▶ _TASK PROMPT_:
Copy the data verbatim and leave out every picture.

▶ _PROVIDED MATERIAL_:
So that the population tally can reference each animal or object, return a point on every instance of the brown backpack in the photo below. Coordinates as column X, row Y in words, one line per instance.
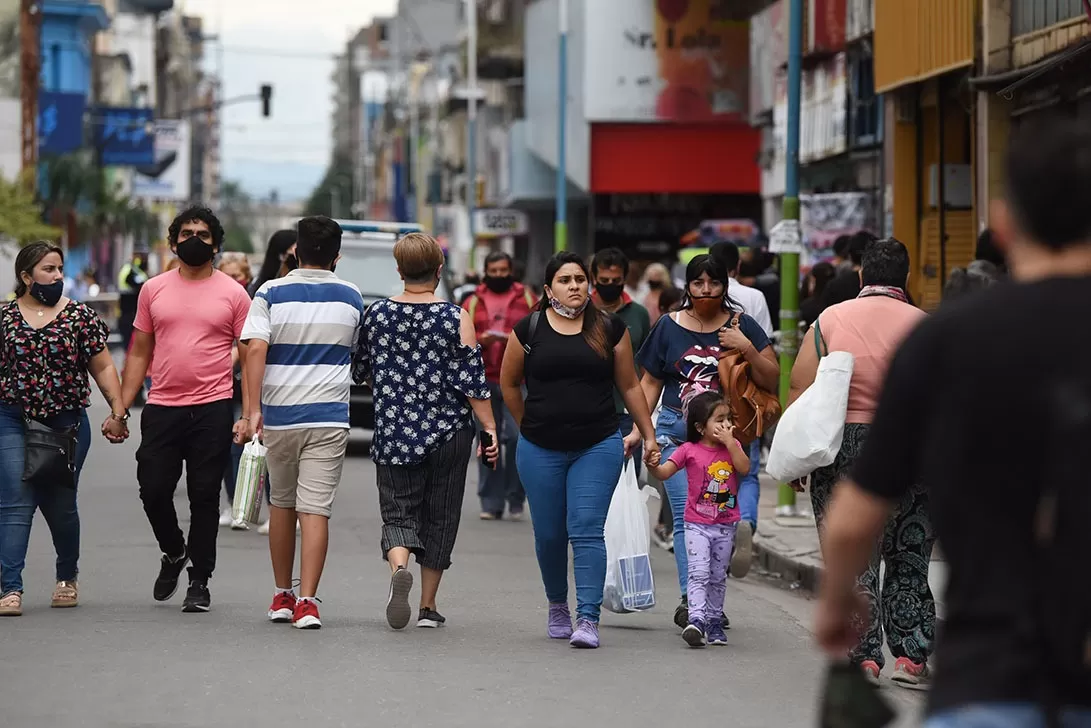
column 753, row 409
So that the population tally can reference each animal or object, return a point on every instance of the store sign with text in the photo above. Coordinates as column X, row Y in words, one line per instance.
column 500, row 223
column 666, row 60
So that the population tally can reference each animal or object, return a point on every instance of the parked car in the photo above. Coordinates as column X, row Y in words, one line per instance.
column 368, row 261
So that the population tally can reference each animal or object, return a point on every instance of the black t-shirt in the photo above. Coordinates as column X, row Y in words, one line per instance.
column 570, row 388
column 983, row 404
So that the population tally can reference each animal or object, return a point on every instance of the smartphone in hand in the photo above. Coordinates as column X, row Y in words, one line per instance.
column 486, row 443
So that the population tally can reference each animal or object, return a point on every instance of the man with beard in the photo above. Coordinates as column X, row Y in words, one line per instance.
column 610, row 271
column 188, row 321
column 495, row 307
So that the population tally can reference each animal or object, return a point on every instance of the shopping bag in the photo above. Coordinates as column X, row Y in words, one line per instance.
column 250, row 485
column 628, row 586
column 808, row 434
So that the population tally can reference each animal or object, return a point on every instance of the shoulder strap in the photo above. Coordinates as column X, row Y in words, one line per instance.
column 819, row 343
column 535, row 315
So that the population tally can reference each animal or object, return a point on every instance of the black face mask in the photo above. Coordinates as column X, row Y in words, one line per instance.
column 499, row 284
column 194, row 252
column 48, row 294
column 609, row 291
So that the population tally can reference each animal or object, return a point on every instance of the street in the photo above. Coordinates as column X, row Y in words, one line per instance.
column 122, row 659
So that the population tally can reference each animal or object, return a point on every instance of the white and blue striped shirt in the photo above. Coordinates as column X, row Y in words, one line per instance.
column 311, row 320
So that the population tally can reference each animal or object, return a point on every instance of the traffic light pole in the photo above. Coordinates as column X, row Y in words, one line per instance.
column 790, row 254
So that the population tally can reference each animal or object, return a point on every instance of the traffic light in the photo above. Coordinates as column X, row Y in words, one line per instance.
column 266, row 100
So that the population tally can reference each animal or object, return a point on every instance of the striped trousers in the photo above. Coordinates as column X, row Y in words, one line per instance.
column 421, row 504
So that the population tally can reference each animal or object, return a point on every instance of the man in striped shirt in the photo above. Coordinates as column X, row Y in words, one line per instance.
column 301, row 330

▶ _YOUR SOLUTION_:
So that the population tally can reference each animal or object, return a point on every instance of the brown backpack in the photo below. Coordinates as column X, row Y in words, one line per instance.
column 753, row 409
So that the population tally can reference each animal or object, return a point on every instance of the store sign with text in the photo above. Coordinates as column X, row Y in words, one line per instance.
column 500, row 223
column 666, row 60
So that the population tally can reference each animal or object, return a point on every instance of the parked car in the photo above. Coordinates as column X, row Y in words, one line per instance.
column 368, row 261
So that the population tally can reference each animal or object, return a point on every instance of the black t-shirt in the photo above. Coordinates as column X, row Y in words, one line per instance.
column 570, row 388
column 983, row 404
So that the population tally can reference each animal or object, return a point on every instance of the smartphone in hand in the photo above. Coordinates as column X, row Y in words, one line per instance.
column 486, row 443
So that the population tally can reference each animal or object, return a point on every instance of the man with beard in the photo above. Coordinates as column X, row Y in words, one line per instance.
column 610, row 271
column 188, row 321
column 495, row 307
So that the population tally can reference each animal or object, return a point on every instance of the shopping bag in the photo above. Coordinates as column X, row Y in words, one line per instance.
column 250, row 485
column 628, row 586
column 808, row 434
So that the population tally can reference each animal or object, return a point on every instance of the shoulder strap in the photo above. Coordinates as column X, row Y in words, one line per instance.
column 819, row 343
column 535, row 315
So that the population tally can reference each animal or object, return a point on every instance of the black face mask in the photo above. Coordinates as column X, row Y in words, one line per instance.
column 499, row 284
column 194, row 252
column 48, row 294
column 609, row 291
So that the population tally can reference each animal or object, return a point on every instance of the street in the photo above. Coordinates as column X, row Y in words, one line per instance.
column 122, row 659
So that the population tally can reference each animal or object, return a point on every instance of the white and blue striped shirt in the photo above. Coordinates as column X, row Y in words, one line per instance.
column 311, row 320
So that the population tally can reference each animal or object, return a point on every instance of the traffic light pole in the photo above. Coordinates as column X, row Y in words, one line per instance.
column 790, row 254
So that the population tally can reference each animal or object, return a point on every instance of the traffic light in the photo above. Coordinates as column X, row Y in words, one line per instance.
column 266, row 100
So that the population tally can reference each animal or object, return a point on every instance of the striped trousers in the photo above. Coordinates as column X, row Y in words, one line per instance.
column 421, row 504
So that the population tally can reference each animal or object, return a point on every instance of the man in striped shirt in the photo above. Coordinates as column X, row Y in words, one line per instance.
column 301, row 330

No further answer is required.